**** RECORDS TO PROCESS ****

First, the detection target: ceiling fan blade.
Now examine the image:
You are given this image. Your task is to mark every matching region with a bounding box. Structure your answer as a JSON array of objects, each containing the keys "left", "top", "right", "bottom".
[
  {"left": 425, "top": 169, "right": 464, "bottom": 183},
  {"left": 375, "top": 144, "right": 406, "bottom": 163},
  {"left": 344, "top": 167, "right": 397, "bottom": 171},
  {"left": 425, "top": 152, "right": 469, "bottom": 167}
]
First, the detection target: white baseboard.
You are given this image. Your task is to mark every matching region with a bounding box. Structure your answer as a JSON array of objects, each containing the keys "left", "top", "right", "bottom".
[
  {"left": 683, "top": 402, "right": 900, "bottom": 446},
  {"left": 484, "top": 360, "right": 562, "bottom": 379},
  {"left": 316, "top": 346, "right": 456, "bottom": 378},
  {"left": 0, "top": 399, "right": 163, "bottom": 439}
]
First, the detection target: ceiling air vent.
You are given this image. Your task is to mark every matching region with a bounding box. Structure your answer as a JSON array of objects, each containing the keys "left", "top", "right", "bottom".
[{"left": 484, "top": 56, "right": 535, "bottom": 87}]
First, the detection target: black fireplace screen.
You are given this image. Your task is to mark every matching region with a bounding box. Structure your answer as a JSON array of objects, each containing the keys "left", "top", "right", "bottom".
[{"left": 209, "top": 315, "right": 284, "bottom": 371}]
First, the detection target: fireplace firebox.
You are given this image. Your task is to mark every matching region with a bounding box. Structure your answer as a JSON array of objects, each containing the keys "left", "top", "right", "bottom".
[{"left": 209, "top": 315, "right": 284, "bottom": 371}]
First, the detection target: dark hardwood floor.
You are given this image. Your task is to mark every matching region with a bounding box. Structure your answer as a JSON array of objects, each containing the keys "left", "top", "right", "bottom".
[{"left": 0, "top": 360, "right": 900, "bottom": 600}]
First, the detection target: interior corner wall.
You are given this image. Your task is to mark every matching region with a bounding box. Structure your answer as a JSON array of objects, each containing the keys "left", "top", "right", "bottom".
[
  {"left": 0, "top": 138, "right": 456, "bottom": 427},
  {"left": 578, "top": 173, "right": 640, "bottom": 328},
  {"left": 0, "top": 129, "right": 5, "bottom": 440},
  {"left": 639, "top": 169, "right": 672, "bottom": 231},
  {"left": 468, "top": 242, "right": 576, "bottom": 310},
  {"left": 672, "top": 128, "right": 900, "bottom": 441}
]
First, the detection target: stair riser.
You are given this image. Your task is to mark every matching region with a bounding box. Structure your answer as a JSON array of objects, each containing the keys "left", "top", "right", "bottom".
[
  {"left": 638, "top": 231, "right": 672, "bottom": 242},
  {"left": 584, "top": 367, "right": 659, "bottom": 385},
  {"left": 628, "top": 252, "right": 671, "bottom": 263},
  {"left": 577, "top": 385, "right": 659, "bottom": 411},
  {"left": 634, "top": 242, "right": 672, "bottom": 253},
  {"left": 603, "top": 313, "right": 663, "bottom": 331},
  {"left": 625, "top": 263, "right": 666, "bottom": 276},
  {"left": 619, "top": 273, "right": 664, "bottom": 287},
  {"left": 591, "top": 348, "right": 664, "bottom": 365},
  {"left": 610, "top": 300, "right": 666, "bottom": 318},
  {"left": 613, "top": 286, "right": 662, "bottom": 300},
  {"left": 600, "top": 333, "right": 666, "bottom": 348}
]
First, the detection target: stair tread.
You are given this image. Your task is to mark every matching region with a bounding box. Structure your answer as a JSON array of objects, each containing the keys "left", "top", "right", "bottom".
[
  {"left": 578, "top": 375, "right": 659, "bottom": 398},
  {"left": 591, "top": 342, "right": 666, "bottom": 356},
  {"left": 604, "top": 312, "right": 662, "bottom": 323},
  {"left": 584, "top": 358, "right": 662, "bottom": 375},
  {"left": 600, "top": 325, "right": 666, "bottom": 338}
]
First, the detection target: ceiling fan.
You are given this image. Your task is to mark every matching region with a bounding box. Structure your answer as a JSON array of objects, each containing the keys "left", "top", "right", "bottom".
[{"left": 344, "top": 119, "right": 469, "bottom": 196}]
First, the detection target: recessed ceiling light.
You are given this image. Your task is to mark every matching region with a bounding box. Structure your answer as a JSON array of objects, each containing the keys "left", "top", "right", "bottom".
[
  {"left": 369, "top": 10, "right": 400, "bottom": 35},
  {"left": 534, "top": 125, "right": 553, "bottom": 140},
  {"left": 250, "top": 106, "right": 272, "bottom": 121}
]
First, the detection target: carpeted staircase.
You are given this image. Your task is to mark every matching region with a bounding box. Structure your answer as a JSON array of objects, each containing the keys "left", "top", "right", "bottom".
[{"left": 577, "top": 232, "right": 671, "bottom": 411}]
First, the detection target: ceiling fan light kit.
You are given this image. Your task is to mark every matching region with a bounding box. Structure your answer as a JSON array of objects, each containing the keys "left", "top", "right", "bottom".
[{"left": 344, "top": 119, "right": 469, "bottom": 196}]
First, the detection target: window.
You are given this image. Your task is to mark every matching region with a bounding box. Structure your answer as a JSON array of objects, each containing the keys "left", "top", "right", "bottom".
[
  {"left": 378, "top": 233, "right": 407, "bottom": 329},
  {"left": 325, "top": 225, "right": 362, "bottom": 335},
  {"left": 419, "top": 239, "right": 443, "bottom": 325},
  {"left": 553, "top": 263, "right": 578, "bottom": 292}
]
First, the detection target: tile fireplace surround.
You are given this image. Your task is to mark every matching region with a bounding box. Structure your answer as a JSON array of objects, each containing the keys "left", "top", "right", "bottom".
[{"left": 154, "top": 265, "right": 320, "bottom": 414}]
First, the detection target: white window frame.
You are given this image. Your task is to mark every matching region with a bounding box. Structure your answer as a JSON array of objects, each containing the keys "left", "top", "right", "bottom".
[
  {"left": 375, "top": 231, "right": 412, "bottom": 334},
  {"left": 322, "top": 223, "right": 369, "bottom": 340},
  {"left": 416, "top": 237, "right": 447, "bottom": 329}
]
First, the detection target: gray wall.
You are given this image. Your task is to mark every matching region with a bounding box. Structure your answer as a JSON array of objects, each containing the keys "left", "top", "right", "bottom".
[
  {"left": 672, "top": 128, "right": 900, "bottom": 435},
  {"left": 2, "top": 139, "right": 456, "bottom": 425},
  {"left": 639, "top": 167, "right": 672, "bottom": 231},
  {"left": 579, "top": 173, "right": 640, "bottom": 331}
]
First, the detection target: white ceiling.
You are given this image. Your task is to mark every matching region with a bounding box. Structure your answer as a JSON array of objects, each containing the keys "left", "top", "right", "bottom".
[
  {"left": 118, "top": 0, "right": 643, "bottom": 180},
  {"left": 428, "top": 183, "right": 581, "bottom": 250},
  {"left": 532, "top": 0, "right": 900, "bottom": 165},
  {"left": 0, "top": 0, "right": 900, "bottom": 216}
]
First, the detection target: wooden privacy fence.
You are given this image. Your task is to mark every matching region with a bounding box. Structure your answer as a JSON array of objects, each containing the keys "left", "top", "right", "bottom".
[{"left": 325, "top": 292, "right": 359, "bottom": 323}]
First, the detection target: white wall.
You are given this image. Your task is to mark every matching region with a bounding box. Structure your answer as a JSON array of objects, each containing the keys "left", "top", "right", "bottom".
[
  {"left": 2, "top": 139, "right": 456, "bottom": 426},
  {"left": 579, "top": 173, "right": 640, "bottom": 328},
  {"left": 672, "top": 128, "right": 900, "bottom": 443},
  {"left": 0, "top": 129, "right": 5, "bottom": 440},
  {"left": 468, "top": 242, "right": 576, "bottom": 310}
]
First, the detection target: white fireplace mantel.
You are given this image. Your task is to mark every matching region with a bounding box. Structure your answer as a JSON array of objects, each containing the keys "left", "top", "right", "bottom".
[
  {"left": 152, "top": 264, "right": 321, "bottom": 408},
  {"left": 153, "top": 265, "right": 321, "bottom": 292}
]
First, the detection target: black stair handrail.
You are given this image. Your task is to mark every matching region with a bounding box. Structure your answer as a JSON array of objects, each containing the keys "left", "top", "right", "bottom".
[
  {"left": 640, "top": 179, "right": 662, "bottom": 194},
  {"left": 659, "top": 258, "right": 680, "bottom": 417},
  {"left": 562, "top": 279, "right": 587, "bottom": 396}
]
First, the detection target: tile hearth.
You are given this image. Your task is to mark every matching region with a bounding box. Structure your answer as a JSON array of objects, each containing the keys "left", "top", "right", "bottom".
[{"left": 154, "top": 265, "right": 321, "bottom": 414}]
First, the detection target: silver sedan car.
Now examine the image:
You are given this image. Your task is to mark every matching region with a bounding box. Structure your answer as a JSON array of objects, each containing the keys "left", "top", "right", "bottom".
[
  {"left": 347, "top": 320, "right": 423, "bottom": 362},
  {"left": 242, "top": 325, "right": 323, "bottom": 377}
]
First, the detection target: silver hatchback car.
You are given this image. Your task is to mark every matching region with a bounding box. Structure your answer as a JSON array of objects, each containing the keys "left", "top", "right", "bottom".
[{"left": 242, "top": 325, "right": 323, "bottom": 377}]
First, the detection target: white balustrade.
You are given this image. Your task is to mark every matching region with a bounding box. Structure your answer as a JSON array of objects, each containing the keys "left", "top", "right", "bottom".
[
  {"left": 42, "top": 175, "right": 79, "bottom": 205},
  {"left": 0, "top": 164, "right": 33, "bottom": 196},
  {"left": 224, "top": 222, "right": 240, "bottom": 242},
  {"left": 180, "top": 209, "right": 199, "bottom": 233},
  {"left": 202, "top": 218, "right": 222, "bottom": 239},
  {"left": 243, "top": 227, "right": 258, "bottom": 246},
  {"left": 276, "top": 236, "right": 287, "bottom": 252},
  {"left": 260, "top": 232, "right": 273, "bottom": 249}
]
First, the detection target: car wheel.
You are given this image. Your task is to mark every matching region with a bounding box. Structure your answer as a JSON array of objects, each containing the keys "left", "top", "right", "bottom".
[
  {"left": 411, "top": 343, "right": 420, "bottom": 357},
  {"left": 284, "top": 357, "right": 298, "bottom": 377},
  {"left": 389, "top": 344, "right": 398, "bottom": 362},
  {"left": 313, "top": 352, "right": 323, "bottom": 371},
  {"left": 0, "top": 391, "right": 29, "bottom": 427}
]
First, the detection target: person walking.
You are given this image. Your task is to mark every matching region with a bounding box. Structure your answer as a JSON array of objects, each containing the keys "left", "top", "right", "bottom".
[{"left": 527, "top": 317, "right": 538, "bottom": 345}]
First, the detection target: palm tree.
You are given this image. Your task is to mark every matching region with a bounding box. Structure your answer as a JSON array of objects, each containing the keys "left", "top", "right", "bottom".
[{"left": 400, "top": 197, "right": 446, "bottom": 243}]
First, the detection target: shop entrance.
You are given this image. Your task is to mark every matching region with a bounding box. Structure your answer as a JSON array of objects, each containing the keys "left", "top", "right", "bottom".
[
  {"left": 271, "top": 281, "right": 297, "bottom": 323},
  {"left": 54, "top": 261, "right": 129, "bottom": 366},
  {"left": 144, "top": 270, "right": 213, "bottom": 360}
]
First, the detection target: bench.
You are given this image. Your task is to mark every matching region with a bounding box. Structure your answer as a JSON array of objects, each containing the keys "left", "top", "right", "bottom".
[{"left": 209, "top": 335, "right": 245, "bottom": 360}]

****

EXERCISE DIRECTIONS :: In the part of the records that opens with the line containing "First, the detection target: person walking." and runs through the end of the records, replace "bounding box" with "rectangle". Write out that part again with nothing else changed.

REPLY ::
First, the detection target: person walking.
You are given this image. Your task is to mark every matching region with a rectangle. Structure your answer as a JSON array of objects, each containing the keys "left", "top", "right", "bottom".
[{"left": 527, "top": 317, "right": 538, "bottom": 345}]
First, the detection target: palm tree.
You are given this image. Your task is to mark every matching region with a rectangle. Structure your answer as a JSON array of objects, each containing the keys "left", "top", "right", "bottom".
[{"left": 400, "top": 197, "right": 446, "bottom": 243}]
First, the detection target: shop entrance.
You are given this image. Your task is to mark every matching region with a rectangle. Structure your answer as a JSON array of objects, each containing the keys "left", "top", "right", "bottom".
[
  {"left": 271, "top": 281, "right": 297, "bottom": 323},
  {"left": 54, "top": 261, "right": 129, "bottom": 366},
  {"left": 144, "top": 270, "right": 213, "bottom": 360}
]
First, the detection target: bench.
You are given this image. Your task is to mark every matching region with a rectangle. Structure your answer as a JSON array of objects, each containing the keys "left", "top", "right", "bottom".
[{"left": 209, "top": 335, "right": 245, "bottom": 360}]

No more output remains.